Can you rewrite only the records from the line containing "trace the outline of every instance of the **bare" through the line containing "156 121 L 152", with "separate parts" changed to "disconnected parts" and everything else left the same?
---
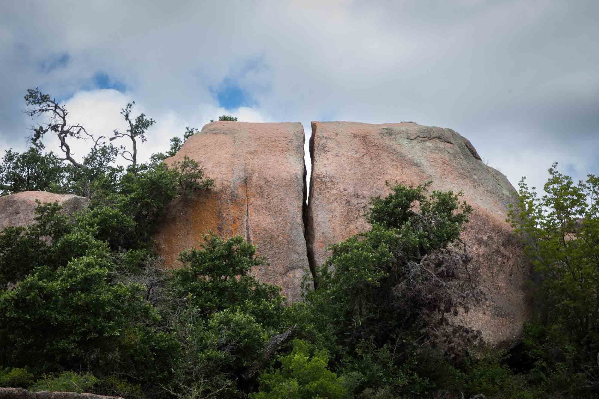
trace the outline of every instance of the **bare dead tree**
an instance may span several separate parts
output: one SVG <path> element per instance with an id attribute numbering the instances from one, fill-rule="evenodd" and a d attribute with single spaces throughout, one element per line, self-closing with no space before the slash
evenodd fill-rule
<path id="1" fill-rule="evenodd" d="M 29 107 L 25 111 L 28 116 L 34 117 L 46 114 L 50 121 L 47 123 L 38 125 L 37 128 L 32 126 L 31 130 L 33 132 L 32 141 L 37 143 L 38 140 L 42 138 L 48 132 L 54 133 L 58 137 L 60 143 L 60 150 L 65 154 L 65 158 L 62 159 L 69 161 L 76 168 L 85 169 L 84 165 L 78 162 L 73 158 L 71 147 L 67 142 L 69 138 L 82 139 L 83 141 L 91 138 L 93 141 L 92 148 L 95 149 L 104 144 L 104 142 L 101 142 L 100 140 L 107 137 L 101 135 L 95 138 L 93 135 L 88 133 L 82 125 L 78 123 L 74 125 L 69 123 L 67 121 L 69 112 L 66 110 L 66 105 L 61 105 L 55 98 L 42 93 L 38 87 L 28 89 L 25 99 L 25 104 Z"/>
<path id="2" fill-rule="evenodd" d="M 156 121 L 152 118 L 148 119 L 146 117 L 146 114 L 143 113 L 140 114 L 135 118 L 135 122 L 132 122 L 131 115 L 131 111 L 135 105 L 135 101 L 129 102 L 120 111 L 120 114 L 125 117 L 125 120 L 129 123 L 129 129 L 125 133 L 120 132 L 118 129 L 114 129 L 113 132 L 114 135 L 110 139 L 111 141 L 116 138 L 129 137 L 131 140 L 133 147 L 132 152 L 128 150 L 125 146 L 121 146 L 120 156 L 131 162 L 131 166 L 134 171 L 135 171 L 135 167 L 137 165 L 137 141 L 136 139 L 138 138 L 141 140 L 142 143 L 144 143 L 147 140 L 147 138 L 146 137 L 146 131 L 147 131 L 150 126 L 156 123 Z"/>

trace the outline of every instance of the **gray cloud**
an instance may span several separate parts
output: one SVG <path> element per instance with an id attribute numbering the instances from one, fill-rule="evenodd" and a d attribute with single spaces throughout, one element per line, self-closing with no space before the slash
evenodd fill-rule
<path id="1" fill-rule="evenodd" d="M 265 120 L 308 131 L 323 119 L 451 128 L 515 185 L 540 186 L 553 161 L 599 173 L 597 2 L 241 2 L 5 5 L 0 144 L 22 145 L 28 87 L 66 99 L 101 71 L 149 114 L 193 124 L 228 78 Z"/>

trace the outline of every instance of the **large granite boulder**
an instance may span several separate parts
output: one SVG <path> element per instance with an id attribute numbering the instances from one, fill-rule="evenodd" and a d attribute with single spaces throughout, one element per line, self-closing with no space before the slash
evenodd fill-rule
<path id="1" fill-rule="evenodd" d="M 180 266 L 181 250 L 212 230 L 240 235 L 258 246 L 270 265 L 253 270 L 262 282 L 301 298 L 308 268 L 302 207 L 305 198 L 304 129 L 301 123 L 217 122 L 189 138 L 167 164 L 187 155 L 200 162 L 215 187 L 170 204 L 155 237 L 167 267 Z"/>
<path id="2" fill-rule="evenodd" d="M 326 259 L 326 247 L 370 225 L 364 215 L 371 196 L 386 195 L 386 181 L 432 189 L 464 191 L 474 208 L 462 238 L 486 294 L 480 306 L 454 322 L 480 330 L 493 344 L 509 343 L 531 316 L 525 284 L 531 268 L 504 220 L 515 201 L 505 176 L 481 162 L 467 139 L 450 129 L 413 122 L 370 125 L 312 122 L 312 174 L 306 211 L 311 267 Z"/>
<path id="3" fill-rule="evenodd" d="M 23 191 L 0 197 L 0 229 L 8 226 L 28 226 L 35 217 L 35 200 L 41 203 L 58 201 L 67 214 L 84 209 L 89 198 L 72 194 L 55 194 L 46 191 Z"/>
---
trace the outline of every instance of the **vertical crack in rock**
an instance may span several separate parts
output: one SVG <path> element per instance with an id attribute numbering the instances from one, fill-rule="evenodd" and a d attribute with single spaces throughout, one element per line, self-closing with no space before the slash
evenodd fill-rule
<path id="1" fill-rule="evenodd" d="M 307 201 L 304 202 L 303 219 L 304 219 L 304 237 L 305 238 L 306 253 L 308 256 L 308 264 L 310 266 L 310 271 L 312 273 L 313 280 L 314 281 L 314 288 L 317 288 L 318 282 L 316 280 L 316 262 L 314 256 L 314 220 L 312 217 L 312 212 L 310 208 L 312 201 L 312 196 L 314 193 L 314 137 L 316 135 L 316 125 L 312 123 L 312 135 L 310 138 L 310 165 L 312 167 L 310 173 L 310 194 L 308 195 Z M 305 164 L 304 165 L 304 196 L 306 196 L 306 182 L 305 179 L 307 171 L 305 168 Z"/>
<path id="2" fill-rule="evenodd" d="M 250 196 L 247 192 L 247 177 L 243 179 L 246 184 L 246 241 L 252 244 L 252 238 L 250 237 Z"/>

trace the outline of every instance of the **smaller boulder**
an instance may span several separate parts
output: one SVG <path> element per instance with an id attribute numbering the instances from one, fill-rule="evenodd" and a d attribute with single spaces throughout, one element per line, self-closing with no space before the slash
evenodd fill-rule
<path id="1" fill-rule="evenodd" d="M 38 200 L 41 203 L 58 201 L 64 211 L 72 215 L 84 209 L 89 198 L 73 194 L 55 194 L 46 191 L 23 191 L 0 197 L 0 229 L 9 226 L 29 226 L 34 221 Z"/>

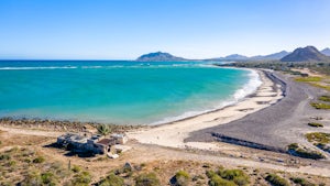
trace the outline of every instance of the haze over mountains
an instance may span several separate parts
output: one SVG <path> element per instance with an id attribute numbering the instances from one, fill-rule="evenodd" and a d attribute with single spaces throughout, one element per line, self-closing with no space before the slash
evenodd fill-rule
---
**REPLY TO THE TASK**
trace the outline of every instance of the **bare dead tree**
an instance may span several disconnected parts
output: one SVG <path> element per instance with an id attribute numbering the instances from one, fill-rule="evenodd" and a d attribute with single spaces throughout, one element per line, self-closing with no space before the slash
evenodd fill-rule
<path id="1" fill-rule="evenodd" d="M 29 107 L 25 111 L 28 116 L 34 117 L 46 114 L 50 121 L 47 123 L 38 125 L 37 128 L 32 126 L 31 130 L 33 132 L 32 141 L 37 143 L 38 140 L 42 138 L 48 132 L 54 133 L 58 137 L 60 143 L 60 150 L 65 154 L 65 158 L 62 159 L 69 161 L 76 168 L 85 169 L 84 165 L 78 162 L 73 158 L 71 147 L 67 142 L 69 138 L 82 139 L 83 141 L 91 138 L 93 141 L 92 148 L 95 149 L 104 144 L 104 142 L 101 142 L 100 140 L 107 137 L 101 135 L 95 138 L 93 135 L 88 133 L 82 125 L 78 123 L 74 125 L 69 123 L 67 121 L 69 112 L 66 110 L 66 105 L 61 105 L 55 98 L 42 93 L 38 87 L 28 89 L 25 99 L 25 104 Z"/>
<path id="2" fill-rule="evenodd" d="M 156 121 L 152 118 L 148 119 L 146 117 L 146 114 L 143 113 L 140 114 L 135 118 L 135 122 L 132 122 L 131 115 L 131 111 L 135 105 L 135 101 L 129 102 L 120 111 L 120 114 L 125 117 L 125 120 L 129 123 L 129 129 L 125 133 L 120 132 L 118 129 L 114 129 L 113 132 L 114 135 L 110 139 L 111 141 L 116 138 L 129 137 L 131 140 L 133 147 L 132 152 L 128 150 L 125 146 L 121 146 L 120 156 L 131 162 L 131 166 L 134 171 L 135 171 L 135 167 L 137 165 L 137 141 L 136 139 L 138 138 L 141 140 L 142 143 L 144 143 L 147 140 L 147 138 L 146 137 L 146 131 L 147 131 L 150 126 L 156 123 Z"/>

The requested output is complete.